• Exercise instructions: Go through the listing below, count the lines that contain "plate", and state the number alone.

####################

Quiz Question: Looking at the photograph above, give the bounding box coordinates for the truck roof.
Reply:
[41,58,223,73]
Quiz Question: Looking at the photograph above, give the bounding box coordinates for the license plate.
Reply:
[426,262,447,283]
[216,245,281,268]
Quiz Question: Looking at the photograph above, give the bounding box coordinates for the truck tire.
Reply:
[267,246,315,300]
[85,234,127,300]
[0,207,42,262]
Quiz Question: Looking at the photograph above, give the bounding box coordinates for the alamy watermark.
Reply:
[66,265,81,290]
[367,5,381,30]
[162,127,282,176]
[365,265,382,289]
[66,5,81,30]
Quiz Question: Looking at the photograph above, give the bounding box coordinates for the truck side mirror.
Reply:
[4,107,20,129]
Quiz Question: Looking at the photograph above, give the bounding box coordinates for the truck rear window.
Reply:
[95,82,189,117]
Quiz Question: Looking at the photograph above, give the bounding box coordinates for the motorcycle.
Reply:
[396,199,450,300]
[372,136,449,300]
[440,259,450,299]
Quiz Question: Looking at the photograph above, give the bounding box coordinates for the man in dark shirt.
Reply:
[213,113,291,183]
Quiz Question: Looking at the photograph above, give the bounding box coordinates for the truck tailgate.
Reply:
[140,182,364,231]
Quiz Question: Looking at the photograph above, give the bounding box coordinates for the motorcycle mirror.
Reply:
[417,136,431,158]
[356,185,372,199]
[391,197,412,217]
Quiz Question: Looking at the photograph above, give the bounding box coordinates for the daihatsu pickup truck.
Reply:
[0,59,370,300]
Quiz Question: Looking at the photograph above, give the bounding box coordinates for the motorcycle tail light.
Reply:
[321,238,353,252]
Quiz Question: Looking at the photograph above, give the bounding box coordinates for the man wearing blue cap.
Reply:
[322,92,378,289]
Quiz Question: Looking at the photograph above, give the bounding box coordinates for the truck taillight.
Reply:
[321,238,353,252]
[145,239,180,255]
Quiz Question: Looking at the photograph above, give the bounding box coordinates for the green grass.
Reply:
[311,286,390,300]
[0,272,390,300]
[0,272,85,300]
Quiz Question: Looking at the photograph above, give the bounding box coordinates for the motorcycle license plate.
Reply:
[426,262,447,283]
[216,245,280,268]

####################

• Exercise answer: 2